Work to complete » Copying nothing before it, reproduce the line that holds "Double-check task: an earlier pass labeled this image for tree" and every line after it in the data, exactly.

======== Data shown ========

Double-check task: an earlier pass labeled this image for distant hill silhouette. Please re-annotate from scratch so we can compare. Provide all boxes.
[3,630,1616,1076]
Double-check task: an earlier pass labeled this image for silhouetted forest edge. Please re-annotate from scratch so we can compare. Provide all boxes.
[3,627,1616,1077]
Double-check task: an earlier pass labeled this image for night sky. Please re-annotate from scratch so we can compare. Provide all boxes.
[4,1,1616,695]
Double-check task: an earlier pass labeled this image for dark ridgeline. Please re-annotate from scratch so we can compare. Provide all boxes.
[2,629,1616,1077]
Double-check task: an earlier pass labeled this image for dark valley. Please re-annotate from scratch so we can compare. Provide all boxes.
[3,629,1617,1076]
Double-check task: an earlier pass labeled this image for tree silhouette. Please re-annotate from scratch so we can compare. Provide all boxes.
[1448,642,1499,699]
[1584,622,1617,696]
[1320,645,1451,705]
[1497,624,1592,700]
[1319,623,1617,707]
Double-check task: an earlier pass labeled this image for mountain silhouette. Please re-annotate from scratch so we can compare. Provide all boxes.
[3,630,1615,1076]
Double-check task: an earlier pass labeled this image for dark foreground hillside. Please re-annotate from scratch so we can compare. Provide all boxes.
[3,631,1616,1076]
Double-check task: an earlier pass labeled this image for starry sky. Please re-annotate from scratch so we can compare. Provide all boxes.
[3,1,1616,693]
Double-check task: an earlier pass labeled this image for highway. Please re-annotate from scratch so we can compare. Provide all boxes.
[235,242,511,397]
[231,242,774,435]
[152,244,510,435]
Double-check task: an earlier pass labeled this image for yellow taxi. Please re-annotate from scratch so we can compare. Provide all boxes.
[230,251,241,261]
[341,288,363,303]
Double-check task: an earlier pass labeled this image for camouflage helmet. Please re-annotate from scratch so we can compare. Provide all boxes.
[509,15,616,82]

========

Solution below »
Double-check task: an earlier pass labeled this image for tree silhouette. Please re-annotate from scratch so we can compare. Provide all boxes.
[1448,642,1499,699]
[1584,622,1617,696]
[1320,645,1451,705]
[1497,624,1592,700]
[1319,623,1617,707]
Double-check task: an earlier pass labeled this image for mountain silhouette. Please re-annotate from scratch so we can compare. Provide all boxes.
[3,630,1615,1076]
Double-check task: an earlier pass labeled this image for dark foreground hillside. Please re-annotate from scratch so we can compare. Provide all boxes.
[3,631,1616,1076]
Double-check task: an earlier pass labeled this image for starry sky. Please re-annotate from scratch so we can compare. Provide all boxes.
[3,1,1616,693]
Double-check task: an earlier pass labeled this image for highway. Please re-annotate from scratch so we can compare. Provide all boxes.
[235,242,511,397]
[231,242,774,435]
[152,244,510,435]
Double-check task: an earlier pass labeled this image for yellow taxi. Please re-annotate from scratch so we can compare. Provide all boxes.
[230,251,241,261]
[341,288,363,303]
Double-check task: an earlier pass labeled this image for camouflage helmet. Please re-annotate from scratch so we can compare. Provide all boxes.
[509,15,616,82]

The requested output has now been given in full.